> ASSIGNMENT: What is needed is an exact copy of the records below, without the pictures.

^^^^^^^^

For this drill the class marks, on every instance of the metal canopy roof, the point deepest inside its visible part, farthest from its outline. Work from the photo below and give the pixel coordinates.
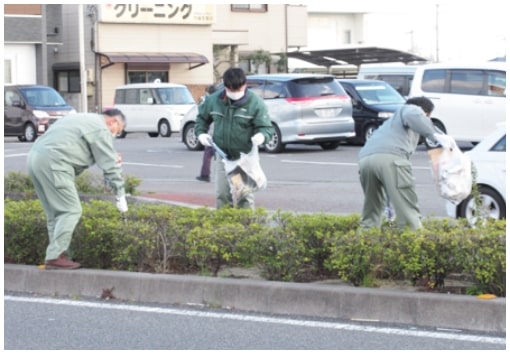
(156, 58)
(354, 56)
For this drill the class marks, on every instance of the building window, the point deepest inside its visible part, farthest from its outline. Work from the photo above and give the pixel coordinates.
(139, 77)
(249, 7)
(347, 37)
(7, 71)
(68, 81)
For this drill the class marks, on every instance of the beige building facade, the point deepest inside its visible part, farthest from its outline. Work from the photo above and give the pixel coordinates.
(185, 44)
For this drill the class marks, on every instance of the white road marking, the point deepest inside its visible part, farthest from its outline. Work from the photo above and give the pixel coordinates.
(264, 319)
(151, 164)
(16, 155)
(351, 164)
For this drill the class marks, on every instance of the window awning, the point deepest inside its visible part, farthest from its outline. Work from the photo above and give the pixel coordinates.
(156, 58)
(355, 56)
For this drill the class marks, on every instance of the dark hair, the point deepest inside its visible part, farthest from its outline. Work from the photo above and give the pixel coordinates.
(112, 112)
(422, 102)
(210, 89)
(234, 78)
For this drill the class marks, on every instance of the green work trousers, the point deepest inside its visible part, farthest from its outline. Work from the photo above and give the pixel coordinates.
(388, 176)
(224, 192)
(55, 186)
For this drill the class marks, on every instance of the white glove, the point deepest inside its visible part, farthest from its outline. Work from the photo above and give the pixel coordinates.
(258, 139)
(446, 141)
(121, 204)
(205, 139)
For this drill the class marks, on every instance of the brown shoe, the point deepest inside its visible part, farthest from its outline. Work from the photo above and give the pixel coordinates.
(61, 262)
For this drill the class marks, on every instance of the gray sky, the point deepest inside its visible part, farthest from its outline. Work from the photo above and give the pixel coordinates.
(465, 30)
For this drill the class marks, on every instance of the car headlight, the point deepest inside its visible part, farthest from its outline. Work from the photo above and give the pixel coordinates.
(40, 114)
(385, 115)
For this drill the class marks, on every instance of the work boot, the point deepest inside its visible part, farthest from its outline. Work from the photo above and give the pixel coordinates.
(203, 178)
(62, 262)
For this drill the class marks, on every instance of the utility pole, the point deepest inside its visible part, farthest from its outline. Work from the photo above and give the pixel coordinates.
(44, 47)
(437, 33)
(83, 73)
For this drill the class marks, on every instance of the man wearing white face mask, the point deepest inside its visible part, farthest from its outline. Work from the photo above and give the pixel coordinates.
(240, 120)
(71, 145)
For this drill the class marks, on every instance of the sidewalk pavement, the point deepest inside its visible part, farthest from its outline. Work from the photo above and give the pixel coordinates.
(335, 302)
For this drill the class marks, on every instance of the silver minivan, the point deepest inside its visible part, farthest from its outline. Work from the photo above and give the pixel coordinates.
(303, 108)
(154, 108)
(30, 110)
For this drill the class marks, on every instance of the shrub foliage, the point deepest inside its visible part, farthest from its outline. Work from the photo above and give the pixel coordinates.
(159, 238)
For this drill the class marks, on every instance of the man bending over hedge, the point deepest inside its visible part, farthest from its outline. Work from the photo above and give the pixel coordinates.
(71, 145)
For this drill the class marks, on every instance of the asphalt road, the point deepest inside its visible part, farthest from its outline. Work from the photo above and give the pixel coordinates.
(304, 178)
(46, 323)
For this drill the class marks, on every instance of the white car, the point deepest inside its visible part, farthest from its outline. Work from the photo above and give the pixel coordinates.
(489, 159)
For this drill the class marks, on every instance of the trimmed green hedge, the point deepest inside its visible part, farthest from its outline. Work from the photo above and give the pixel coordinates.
(284, 246)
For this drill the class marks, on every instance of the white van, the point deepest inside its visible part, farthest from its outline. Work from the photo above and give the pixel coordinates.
(153, 108)
(400, 76)
(469, 99)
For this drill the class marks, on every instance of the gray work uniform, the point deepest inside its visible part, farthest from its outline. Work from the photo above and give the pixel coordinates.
(385, 169)
(71, 145)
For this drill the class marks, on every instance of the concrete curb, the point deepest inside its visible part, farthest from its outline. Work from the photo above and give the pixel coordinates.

^^^^^^^^

> SOLUTION BELOW:
For this drill the class marks, on every instance of the metal canopy roof, the point deepest inside its visible part, farthest from its outline. Work from the photo below and give the pixel coordinates.
(156, 58)
(354, 56)
For this drill the class marks, on every instance of the building window, the point deepest inside its visible part, farthest from its outline. Work from the photo above and give the pixel coordinates.
(139, 77)
(249, 7)
(347, 37)
(7, 71)
(68, 81)
For this drill the class marks, on every instance of the beige building facade, the point deepest inside its visible part, farthest from its outline. Work from the photo above and give the pixel coordinates.
(185, 44)
For this drill the class marks, on every instance of the white road marking, the point deepest inside its visible part, farthest from its outline. Work from the photo above and give the pixel coordinates.
(264, 319)
(151, 164)
(16, 155)
(351, 164)
For this drill the class marks, on every instance of the window awning, the point deepest inside its visible part, farthest from its outline. Work from the photo above and give the pixel coordinates.
(156, 58)
(355, 56)
For this drill the class marks, on every instance of the dark hair, the point deepest inside its visible part, farthest from its outline. Work from the photo above and give the pixel coordinates.
(112, 112)
(422, 102)
(210, 89)
(234, 78)
For this drill the class marks, on every instance of the green work trousers, the point deepest inside its visible part, farthest from its outline. Work from the photo above and give the pixel coordinates.
(388, 176)
(224, 192)
(55, 186)
For this drill the class marks, on every instance of the white glove, the point deepest inside its visible part, farthest from its outline. Work from the photo above and give the pixel coordinates.
(258, 139)
(446, 141)
(121, 204)
(205, 139)
For this drill the class marks, on every instance of the brown shoe, the point deepest inside its visible part, farthest from its outline. Work from the photo above and give the pixel coordinates.
(61, 262)
For this drill the class marks, on every instance of the gray sky, the point deepest inside its visible part, farthest from its outline. Work from the photo above and give the pixel coordinates.
(465, 30)
For this drill the class marks, on every instance of the car headlight, the point deepest inside its visible part, farthest from its outline. Work from the photo above and give the pixel coordinates.
(40, 114)
(385, 115)
For this drill the class marks, on every instance of the work boot, the point deepest inside its visible part, farthest from its outline. Work from the photo above and give the pixel coordinates.
(203, 178)
(62, 262)
For this drill the class marks, on every instance of the utility pole, the point deepest inside its visible part, farthest from its outline. Work from the photo above and give the pixel coordinates.
(44, 47)
(437, 33)
(83, 73)
For this drill the class marks, on every instance of the man wearing white face mask, the point deepest inside its visible part, farthest from its outline. Work from the photo above and give the pixel coordinates.
(240, 120)
(71, 145)
For this drill the class marks, on every instance of the sidewalk pavement, the point deepest inside its visible part, farthest from its outline. Work from the photo above and give the pixel coordinates.
(335, 302)
For this drill the class marks, on every instance of the silver minivan, the point deepest inside its visible part, farthest from its outline. Work from the photo above and give the pixel coordinates.
(303, 108)
(154, 108)
(30, 110)
For this drill the class marks, on every instance of the shrub foliage, the point deepest inside its visible part, farthest from its outline. Work from the photo above and give the pixel coordinates.
(159, 238)
For this drill the class marks, on every instance of the man bending over hedge, the point deepest inside its visible part, farthest from its outline. Work from the photo above and give the pixel coordinates.
(71, 145)
For this drill the class marks, on every instance of the asphalt road, the point deepest inside its visible part, farthest from its outline. Work from the photo above and give the pixel coordinates.
(304, 178)
(46, 323)
For this drill the class marks, on every instance of the white car, the point deepest inside its visible part, farthest from its outline. Work from the photo above and give the pixel coordinates.
(489, 159)
For this drill the class marks, on every instance of the trimmed green hedge, the point deepest inside its visible part, farthest from its outline. Work from the photo above and give the pixel coordinates.
(284, 246)
For this drill the class marks, on every instance of the white van, the point deepest inside its visible part, farthest from its outline. Work from the photo above and give the pixel coordinates.
(153, 108)
(400, 76)
(469, 99)
For this drill the class marks, on every instance of the gray work uniform, the point deepest inside its visible part, farthest from its outline. Work from the photo above and give the pixel coordinates.
(385, 169)
(71, 145)
For this drill the class marks, on every instance of the concrete curb, the point deepest inside its visible part, farthest from its outline. Work from the photo above and give the pixel coordinates.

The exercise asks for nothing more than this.